BEGIN Source extract

28 de noviembre de 2019

*CFP* “LITERATURE, FILM AND THE POLITICS OF HEALTH”, ESSAY COLLECTION

The Anthem Series on the Politics and Literature of Global Rights and Freedom examines the intersection of politics and works of literature, film and television. Focused on questions of human rights and freedom, titles in this series explore how works of culture and pop culture express and influence the perspectives of individuals. The series fosters original and challenging approaches from authors in political science, literature, philosophy, history, religious studies and law. 

As countless alterations have taken place in medicine in the twenty-first century so too have literary artists addressed new understanding of disease and pathology. Dis/ability Studies, Fat Studies, Mad Studies, End of Life Studies, and Critical Race Studies among other fields have sought to come to better understand what social factors lead to pathologizing certain conditions while other variations remain “normalized.” While recognizing that these scholarly approaches often speak to identities with radically different experiences of pathologization, this collection of essays is open to all critical engagements with narratives of health in order to facilitate the messiness of cross-disciplinary collaboration and interdisciplinarity. As scientific advances provide insight into a wide range of well-being issues and help extend life, it is vital that we come to question the very categories of healthy and unhealthy.

END Source extract

> **Assignment**
Please name the book series described in the call for papers above.

BEGIN Information supplied

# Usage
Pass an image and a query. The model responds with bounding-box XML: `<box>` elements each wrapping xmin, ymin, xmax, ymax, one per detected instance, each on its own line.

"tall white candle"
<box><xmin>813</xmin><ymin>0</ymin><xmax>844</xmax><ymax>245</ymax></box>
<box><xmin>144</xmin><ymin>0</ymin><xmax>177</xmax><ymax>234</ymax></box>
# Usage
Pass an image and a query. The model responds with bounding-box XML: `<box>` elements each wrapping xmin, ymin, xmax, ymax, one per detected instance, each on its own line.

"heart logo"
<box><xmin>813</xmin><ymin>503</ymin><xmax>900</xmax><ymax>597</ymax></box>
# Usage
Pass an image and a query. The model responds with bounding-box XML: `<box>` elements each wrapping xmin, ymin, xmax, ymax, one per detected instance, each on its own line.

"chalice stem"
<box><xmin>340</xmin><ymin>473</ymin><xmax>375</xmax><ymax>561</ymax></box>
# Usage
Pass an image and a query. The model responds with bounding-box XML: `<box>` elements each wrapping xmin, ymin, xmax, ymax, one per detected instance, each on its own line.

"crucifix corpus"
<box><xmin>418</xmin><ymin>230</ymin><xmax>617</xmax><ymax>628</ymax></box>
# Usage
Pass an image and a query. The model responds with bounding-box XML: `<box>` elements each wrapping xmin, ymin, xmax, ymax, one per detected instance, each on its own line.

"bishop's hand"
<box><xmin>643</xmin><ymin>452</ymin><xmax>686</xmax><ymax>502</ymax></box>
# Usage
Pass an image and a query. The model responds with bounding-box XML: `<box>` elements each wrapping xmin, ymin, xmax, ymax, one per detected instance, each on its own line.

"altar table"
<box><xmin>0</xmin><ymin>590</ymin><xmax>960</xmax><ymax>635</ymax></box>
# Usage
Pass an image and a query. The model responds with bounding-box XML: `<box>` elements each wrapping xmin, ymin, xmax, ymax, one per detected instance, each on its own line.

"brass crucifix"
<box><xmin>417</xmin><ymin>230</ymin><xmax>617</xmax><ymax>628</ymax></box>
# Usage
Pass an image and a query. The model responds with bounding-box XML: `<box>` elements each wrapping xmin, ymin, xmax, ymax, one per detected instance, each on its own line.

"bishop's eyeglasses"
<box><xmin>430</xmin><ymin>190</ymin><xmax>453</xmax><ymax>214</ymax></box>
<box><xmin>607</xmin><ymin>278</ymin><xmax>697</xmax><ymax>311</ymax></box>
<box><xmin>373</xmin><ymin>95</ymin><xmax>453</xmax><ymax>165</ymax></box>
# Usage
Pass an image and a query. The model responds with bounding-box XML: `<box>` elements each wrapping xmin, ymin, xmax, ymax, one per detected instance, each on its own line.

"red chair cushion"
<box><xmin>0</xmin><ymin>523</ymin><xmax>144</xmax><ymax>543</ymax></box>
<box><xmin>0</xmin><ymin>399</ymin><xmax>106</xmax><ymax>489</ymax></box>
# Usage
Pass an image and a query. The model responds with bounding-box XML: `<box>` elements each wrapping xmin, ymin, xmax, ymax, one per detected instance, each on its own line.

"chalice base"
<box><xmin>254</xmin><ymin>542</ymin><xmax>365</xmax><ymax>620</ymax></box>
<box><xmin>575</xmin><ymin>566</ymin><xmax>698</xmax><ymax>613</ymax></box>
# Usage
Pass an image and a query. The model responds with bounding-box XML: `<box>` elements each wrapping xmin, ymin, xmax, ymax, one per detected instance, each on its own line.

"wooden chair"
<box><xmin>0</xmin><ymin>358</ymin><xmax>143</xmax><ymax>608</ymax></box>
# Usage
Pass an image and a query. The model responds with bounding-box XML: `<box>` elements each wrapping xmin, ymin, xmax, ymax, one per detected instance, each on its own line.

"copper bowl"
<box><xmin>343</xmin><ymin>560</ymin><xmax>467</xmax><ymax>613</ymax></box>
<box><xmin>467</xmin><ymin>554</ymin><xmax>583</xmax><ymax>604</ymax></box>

END Information supplied

> **Result of this exercise**
The Anthem Series on the Politics and Literature of Global Rights and Freedom